(OBJECTIVE 1):
Using the passage on Turkey, decide whether each statement below agrees with it. Answer yes or no and quote the deciding words. (a) Up to 20 Turkish soldiers were killed fighting the PKK in the past two weeks. (b) Turkey denies that Armenians died in large numbers. (c) The Armenians were deported to the deserts of Syria and Egypt.

# start of SELECTED TEXT

For, even as Congress has been considering a war that is almost a
century old, America’s present war in Iraq has made Turkey newly
vulnerable to Kurdish attacks. The de facto autonomy enjoyed by Iraqi
Kurds has encouraged the PKK. Many PKK guerrillas are now attacking
the Turks from bases in Iraq. As many as 20 Turkish soldiers have died
in clashes with the PKK in the past two weeks alone. The Turks have
held back from retaliation, largely because they hoped that America
would deal with the PKK itself. Its failure to do so, mainly because
it fears upsetting its Iraqi Kurdish allies, is the biggest cause of
rampant anti-American feeling in Turkey, which has been strengthening
for some time (see chart). So although President George Bush warned
Turkey, just before its parliamentary vote, that it was not in its
interests to send troops into Iraq, the Turks ignored him. `The
genocide resolution poured more oil on to the flames at the worst
possible time,’ observes Taha Ozhan of t!
he SETA think-tank in Ankara.

Echoes of the Ottomans
The raw facts of the Armenian tragedy are not disputed. In 1915 many
hundreds of thousands of Armenian civilians were deported to the
deserts of Syria and Iraq. They were more than likely to die on the
journey from starvation, exhaustion and attacks by robbers or
irregular fighters. Their deportation, in the view of most Western
historians, fits the United Nations’ 1948 definition of genocide: an
action intended `to destroy in whole, or in part, a national, ethnic,
racial or religious group’. That conclusion is based in part on the
testimony of Christian missionaries and Western diplomats, who
observed at close hand the atrocities inflicted on the Armenians and
concluded that this was not just brutal deportation, but a policy of
extermination.
Turkey admits that several hundred thousand Armenians did die, but
says this was not because of any centrally organised campaign to wipe
them out. The deaths, it says, were a result of the chaos convulsing
the Ottoman empire in its final days – a collapse accelerated by the
treachery of its Armenian subjects, who had sided with invading
Russian and French forces. In short, the tragedy was war, not
genocide. This is the version taught to Turkish schoolchildren, who
are also told that many more Turks were killed by Armenians than vice
versa. Turks remember, too, that in the 1970s some 47 of their
countrymen, many of them diplomats, were killed by Armenian militants.

# end of SELECTED TEXT
# start of SOURCE DATA

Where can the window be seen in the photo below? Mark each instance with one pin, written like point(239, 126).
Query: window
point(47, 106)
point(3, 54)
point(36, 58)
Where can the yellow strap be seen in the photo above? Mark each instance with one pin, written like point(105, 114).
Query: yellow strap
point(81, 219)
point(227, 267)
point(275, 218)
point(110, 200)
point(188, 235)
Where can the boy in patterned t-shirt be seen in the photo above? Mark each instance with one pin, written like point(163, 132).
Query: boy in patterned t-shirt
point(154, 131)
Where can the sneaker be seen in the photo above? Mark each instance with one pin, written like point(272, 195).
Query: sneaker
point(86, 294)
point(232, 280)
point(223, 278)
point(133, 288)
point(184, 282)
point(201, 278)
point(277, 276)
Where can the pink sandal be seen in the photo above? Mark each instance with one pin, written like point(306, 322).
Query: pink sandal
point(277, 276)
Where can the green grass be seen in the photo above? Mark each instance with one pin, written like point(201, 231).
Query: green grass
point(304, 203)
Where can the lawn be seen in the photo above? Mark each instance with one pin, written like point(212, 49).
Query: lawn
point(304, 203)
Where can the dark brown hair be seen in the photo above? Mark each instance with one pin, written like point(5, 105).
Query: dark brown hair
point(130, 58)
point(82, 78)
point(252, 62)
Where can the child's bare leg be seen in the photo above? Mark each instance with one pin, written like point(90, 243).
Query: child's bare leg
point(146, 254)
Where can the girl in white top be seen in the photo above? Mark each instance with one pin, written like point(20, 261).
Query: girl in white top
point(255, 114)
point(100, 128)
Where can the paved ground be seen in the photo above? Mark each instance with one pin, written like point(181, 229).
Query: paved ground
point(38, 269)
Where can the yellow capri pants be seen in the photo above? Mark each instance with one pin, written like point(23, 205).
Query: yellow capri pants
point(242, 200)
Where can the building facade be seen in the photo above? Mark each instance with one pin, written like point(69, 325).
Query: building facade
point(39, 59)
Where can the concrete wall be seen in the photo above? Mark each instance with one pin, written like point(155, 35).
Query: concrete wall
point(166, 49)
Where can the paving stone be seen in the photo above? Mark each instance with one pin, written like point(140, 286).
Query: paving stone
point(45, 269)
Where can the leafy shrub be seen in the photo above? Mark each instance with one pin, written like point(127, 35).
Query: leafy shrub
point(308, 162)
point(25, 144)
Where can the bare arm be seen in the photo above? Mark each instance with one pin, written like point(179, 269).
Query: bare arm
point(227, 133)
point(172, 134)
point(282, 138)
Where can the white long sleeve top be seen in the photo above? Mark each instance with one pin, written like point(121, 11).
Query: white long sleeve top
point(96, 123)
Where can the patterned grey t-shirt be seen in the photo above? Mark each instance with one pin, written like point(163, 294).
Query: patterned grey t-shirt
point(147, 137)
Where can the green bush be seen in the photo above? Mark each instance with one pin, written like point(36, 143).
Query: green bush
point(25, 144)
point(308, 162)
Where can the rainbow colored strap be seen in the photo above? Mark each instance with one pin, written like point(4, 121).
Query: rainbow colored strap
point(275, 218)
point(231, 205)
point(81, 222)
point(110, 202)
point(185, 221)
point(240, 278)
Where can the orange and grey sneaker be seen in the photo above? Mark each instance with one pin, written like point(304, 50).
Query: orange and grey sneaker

# end of SOURCE DATA

(OBJECTIVE 2):
Pull out every line of the rows above that contains the word "white". Case counts.

(REPLY 1):
(a) Yes: "As many as 20 Turkish soldiers have died in clashes with the PKK in the past two weeks alone."
(b) No: "Turkey admits that several hundred thousand Armenians did die"
(c) No: "deported to the deserts of Syria and Iraq"

(REPLY 2):
Where can the girl in white top be seen in the photo above? Mark each instance with one pin, written like point(20, 261).
Query: girl in white top
Where can the white long sleeve top be seen in the photo above? Mark each instance with one pin, written like point(121, 11).
Query: white long sleeve top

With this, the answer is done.